[Stored data entries]
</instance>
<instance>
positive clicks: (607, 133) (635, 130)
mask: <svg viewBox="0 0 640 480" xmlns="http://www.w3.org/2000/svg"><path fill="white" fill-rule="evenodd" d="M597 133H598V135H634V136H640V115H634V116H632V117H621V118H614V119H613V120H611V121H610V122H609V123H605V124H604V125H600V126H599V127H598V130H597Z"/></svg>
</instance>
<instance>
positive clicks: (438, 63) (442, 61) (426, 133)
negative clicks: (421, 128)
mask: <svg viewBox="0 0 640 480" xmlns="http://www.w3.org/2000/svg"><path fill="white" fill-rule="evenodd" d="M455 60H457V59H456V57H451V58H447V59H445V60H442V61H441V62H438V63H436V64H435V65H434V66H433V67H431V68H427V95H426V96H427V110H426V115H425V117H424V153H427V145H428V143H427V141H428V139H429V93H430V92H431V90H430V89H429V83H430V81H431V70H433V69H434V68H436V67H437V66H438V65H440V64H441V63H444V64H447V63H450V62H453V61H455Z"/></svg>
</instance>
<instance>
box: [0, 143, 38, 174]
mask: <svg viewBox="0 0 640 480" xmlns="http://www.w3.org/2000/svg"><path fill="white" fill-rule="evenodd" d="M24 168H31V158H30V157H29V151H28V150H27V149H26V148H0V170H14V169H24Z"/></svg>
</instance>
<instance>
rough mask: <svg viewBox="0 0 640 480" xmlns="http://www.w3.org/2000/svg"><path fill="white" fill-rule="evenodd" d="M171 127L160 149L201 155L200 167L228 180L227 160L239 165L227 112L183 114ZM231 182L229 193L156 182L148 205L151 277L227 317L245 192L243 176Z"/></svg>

**Task instructions:**
All records shown above are to be given again verbatim.

**Reply:**
</instance>
<instance>
positive clicks: (607, 133) (635, 130)
mask: <svg viewBox="0 0 640 480" xmlns="http://www.w3.org/2000/svg"><path fill="white" fill-rule="evenodd" d="M597 133H598V135H634V136H640V115H634V116H632V117H621V118H614V119H613V120H611V121H610V122H609V123H605V124H604V125H600V126H599V127H598V130H597Z"/></svg>
</instance>
<instance>
positive clicks: (438, 63) (442, 61) (426, 133)
negative clicks: (421, 128)
mask: <svg viewBox="0 0 640 480" xmlns="http://www.w3.org/2000/svg"><path fill="white" fill-rule="evenodd" d="M455 60H457V59H456V57H451V58H447V59H445V60H442V61H441V62H438V63H436V64H435V65H434V66H433V67H431V68H427V95H426V96H427V110H426V115H425V117H424V153H427V145H428V143H427V141H428V139H429V93H430V92H431V90H430V89H429V83H430V81H431V70H433V69H434V68H436V67H437V66H438V65H440V64H441V63H444V64H447V63H450V62H453V61H455Z"/></svg>
</instance>
<instance>
box: [0, 143, 38, 174]
mask: <svg viewBox="0 0 640 480" xmlns="http://www.w3.org/2000/svg"><path fill="white" fill-rule="evenodd" d="M24 168H31V158H30V157H29V151H28V150H27V149H26V148H0V170H14V169H24Z"/></svg>
</instance>
<instance>
rough mask: <svg viewBox="0 0 640 480" xmlns="http://www.w3.org/2000/svg"><path fill="white" fill-rule="evenodd" d="M171 127L160 149L201 155L200 167L228 180L227 160L239 165L227 112L183 114ZM231 182L229 193L156 182L148 205L151 277L227 317L245 192L243 176Z"/></svg>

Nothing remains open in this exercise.